#### [Job]
Return the whole text about the swimmer Andriy Govorov word for word.

Andriy Andriyovych Govorov (; born 10 April 1992) is a Ukrainian competitive swimmer who holds the world record, European champion (2016 London) and bronze medalist in world championship (2017 Budapest) in 50 meters butterfly.

Personal life
Govorov was born on 10 April 1992 in Sevastopol, Ukraine. A graduate of the Dnipro Higher School of Physical Culture, in 2016 he also attended the Dnipro National University.

Career

International Swimming League 
In spring 2020, Govorov signed to the Toronto Titans, in their inaugural season.

European Championships 

Govorov won a silver medal at the 50 meter butterfly and a bronze medal at the 50 meter freestyle during the 2010 European Short Course Swimming Championships. During the 2010 FINA Short Course World Championships he again won a silver medal at the 50 meter butterfly.

Between 2011 and 2015, he won three gold medals in the 50 m butterfly at the European Short Course Swimming Championships.

Following the 2014 Russian annexation of his native Crimea Govorov ruled out changing his nationality and continues to compete for Ukraine.

At the 2016 European Aquatics Championships in London, he won the gold medal in the 50 m butterfly (long course). In the semifinals he swam a time of 22.73, which broke his own national and championship records. It was also the fastest time ever swum in a textile swimsuit.

At the 2018 European Championships in Glasgow, Govorov won gold in the 50 metre butterfly, in a championship record time of 22.48.

#### [Supplied information]
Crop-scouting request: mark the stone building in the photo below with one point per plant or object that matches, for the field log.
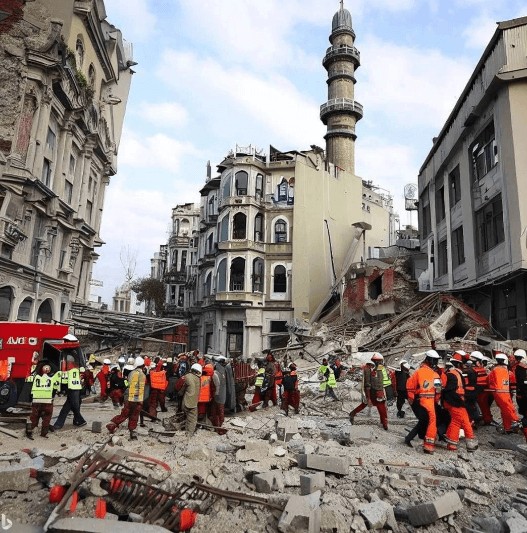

#### [Exercise response]
Andriy Andriyovych Govorov (; born 10 April 1992) is a Ukrainian competitive swimmer who holds the world record, European champion (2016 London) and bronze medalist in world championship (2017 Budapest) in 50 meters butterfly.

Personal life
Govorov was born on 10 April 1992 in Sevastopol, Ukraine. A graduate of the Dnipro Higher School of Physical Culture, in 2016 he also attended the Dnipro National University.

Career

International Swimming League 
In spring 2020, Govorov signed to the Toronto Titans, in their inaugural season.

European Championships 

Govorov won a silver medal at the 50 meter butterfly and a bronze medal at the 50 meter freestyle during the 2010 European Short Course Swimming Championships. During the 2010 FINA Short Course World Championships he again won a silver medal at the 50 meter butterfly.

Between 2011 and 2015, he won three gold medals in the 50 m butterfly at the European Short Course Swimming Championships.

Following the 2014 Russian annexation of his native Crimea Govorov ruled out changing his nationality and continues to compete for Ukraine.

At the 2016 European Aquatics Championships in London, he won the gold medal in the 50 m butterfly (long course). In the semifinals he swam a time of 22.73, which broke his own national and championship records. It was also the fastest time ever swum in a textile swimsuit.

At the 2018 European Championships in Glasgow, Govorov won gold in the 50 metre butterfly, in a championship record time of 22.48.